(Problem to solve)
Exactly the lines starting at the line containing "Need: mark the innermost point of each instance of the dark" and ending at the line containing "Target: black uniform" are to be written out from the listing below, both included.

(Listed entries)

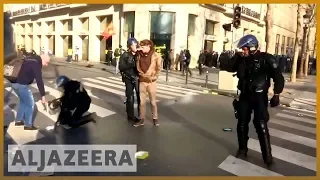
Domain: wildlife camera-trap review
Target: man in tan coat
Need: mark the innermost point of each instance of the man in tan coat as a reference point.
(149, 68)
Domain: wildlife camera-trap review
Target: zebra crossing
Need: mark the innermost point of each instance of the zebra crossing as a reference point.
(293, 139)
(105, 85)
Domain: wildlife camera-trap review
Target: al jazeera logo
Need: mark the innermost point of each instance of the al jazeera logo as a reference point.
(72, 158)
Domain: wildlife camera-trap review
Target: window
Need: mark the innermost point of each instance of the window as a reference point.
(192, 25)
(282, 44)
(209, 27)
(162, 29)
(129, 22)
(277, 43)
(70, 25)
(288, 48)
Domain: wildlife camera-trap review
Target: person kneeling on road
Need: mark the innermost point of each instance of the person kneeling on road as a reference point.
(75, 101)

==

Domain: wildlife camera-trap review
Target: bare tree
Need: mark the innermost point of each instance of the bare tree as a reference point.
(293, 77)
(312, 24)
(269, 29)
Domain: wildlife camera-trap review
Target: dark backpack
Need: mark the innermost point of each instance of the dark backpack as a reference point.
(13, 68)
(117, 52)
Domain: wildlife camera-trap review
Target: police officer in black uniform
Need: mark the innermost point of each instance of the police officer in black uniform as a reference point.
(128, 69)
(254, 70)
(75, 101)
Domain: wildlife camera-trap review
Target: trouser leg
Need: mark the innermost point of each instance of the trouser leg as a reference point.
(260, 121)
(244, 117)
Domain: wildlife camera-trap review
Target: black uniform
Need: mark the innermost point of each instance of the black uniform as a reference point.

(Response to this exercise)
Need: mark the innermost point of each instance of the dark backpack as a reference point.
(13, 68)
(117, 52)
Domain: wildlife camera-trap review
Target: police officer in black uniform
Need: mark the innermost point of each instance of the police officer in black uniform as a reference point.
(128, 69)
(254, 70)
(75, 101)
Domain: wildlife camera-trap review
Target: trouser leg
Need: mark the innermost point of each instance of the trouser leg as a reference point.
(260, 121)
(244, 117)
Domain: wildlife camera-trap review
Target: black uniform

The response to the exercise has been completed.